Aim of the exercise ▸ Pick up the passage below on the hierarchical unfolding architecture for image restoration and continue it from its last sentence.

### Document passage

Design Motivation: The high-dimensional feature space of CLIP can effectively distinguish different degradation types (noise, blur, rain, haze, low-light). Fine-tuning strengthens its degradation identification capability. The learnable degradation key database allows the network to integrate information from other degradation modes for joint decision-making.

Key Design 2: Hierarchical DUN Architecture — Feature-level Unfolding and Multi-level Information Propagation

Function: Eliminate the 3-channel information bottleneck between stages, and handle different levels of degradation information at different stages.

Mechanism: Use a linear transformation \(\mathbf{W} \in \mathbb{R}^{3 \times C_{(1)}}\) to embed the degraded image into a high-dimensional feature space, performing unfolding optimization at the feature level (instead of the image level). The degraded input \(\mathbf{y}\) generates degraded features \(\hat{\mathbf{y}}_{(l)}\) at different levels through downsampling/upsampling, providing multi-level degradation information to the D-GDMs of different stages:

\[\hat{\mathbf{z}}^{(k)}_{(l)} = \hat{\mathbf{x}}^{(k-1)}_{(l)} - \rho \Phi^\mathbf{T}(\tilde{\Phi}(\hat{\mathbf{x}}^{(k-1)}_{(l)}, d_\mathbf{I}) - \hat{\mathbf{y}}_{(l)})\]

Finally, it is projected back to the image space via an approximate inverse transformation \(\mathbf{W}^{-1}\).

######
### Stored data

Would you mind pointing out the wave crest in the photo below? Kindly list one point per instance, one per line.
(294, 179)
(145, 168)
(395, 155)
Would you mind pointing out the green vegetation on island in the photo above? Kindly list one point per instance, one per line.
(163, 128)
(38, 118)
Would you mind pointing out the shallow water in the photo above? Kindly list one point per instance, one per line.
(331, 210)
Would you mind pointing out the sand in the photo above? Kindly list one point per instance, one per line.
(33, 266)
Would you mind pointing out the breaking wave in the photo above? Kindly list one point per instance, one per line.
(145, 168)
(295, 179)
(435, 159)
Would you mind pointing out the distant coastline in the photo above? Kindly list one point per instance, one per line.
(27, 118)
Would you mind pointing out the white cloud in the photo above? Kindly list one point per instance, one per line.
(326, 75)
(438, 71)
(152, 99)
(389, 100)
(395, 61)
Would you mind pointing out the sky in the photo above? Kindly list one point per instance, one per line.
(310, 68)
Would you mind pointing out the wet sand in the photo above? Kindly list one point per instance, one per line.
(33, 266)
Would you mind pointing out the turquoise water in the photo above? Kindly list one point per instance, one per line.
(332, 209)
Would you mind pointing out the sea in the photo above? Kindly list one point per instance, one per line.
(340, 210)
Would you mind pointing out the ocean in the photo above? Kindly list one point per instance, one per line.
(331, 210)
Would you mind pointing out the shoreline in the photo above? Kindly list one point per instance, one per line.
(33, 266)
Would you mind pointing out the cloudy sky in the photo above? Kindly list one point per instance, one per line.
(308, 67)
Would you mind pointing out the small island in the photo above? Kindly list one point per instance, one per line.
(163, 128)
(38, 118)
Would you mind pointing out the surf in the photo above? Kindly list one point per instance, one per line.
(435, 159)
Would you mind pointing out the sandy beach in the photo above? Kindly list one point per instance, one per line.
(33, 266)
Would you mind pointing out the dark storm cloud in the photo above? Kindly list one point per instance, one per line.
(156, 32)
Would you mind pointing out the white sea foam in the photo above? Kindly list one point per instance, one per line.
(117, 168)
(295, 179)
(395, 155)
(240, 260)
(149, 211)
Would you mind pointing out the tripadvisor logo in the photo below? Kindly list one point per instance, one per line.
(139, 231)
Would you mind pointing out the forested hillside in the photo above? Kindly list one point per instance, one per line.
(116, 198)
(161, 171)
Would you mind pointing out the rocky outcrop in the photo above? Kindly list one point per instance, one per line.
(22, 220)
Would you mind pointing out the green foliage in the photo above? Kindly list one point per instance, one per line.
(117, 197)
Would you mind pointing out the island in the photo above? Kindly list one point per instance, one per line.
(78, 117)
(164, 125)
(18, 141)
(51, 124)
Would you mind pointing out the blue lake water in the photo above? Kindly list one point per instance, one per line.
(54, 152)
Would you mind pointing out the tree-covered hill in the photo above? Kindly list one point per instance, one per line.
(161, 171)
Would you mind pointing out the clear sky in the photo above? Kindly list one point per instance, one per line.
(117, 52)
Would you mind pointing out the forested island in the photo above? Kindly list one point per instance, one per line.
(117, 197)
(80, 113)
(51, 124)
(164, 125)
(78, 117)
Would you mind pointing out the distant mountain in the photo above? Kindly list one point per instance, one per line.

######

Result ▸
Design Motivation: Repeated compression and decompression of 3 channels is the core bottleneck of DUNs. Feature-level unfolding allows the GDM to access high-dimensional degradation information and content features, while residual connections between stages preserve original degradation features. Stages at the same level share the degraded input, while different levels handle different granularities, achieving hierarchical information processing.

Key Design 3: Efficient CLIP Fine-tuning Strategy — Enhanced Alignment of Degradation Features

Function: Enhance the degradation recognition ability of CLIP while preserving its general visual capacity.

Mechanism: Insert three-layer MLP adapters before the image and text encoders of CLIP. Perform contrastive learning using image-text pairs from \(\mathbf{M}\) degradation datasets:

\[\mathcal{L}(\mathbf{Y}, \hat{\mathbf{T}}) = -\frac{1}{B} \sum_{i=1}^{B} \log \frac{e^{\tau \cos(\hat{E_I}(\mathbf{Y}_i), \hat{E_T}(\hat{\mathbf{T}}_i))}}{\sum_j e^{\tau \cos(\hat{E_I}(\mathbf{Y}_i), \hat{E_T}(\hat{\mathbf{T}}_j))}}\]

The fine-tuned CLIP is then frozen and used to provide degradation vectors for the IR process.

Design Motivation: Although the original CLIP already possesses some ability for degradation classification, fine-tuning improves the alignment of degradation features in the high-dimensional vector space, allowing it to better distinguish between different degradation types and levels.

Loss & Training

The IR process is trained using the \(L_1\) loss. VLU-Net consists of 8 non-shared stages distributed across 4 levels, with the number of Transformer blocks in the PMM configured as \(\{4, 6, 6, 8\}\).

Key Experimental Results

Main Results: NHRBL Five-Task All-in-One (PSNR/dB)

Method Type Dehazing SOTS Deraining Rain100L Denoising σ=25 Deblurring GoPro Low-light LOL Average
DGUNet one-by-one DUN 24.78 36.62 31.10 27.25 21.87 28.32
PromptIR All-in-one 26.54 36.37 31.47 28.71 22.68 29.15
InstructIR All-in-one 27.10 36.84 31.40 29.40 23.00 29.55
VLU-Net All-in-one DUN 30.84 38.54 31.43 27.46 22.29 30.11

NHR Three-Task All-in-One

Method Dehazing Deraining Denoising σ=15 Denoising σ=25 Average
PromptIR 30.58 36.37 33.98 31.31 32.06
InstructIR 30.22 37.98 34.15 31.43 32.42
VLU-Net 31.07 38.93 34.00 31.47 32.69

Key Findings

  • VLU-Net outperforms InstructIR by 3.74dB on dehazing and 1.70dB on deraining.
  • As the first All-in-One DUN, VLU-Net outperforms its counterpart DUN method, DGUNet, by an average of 1.79dB.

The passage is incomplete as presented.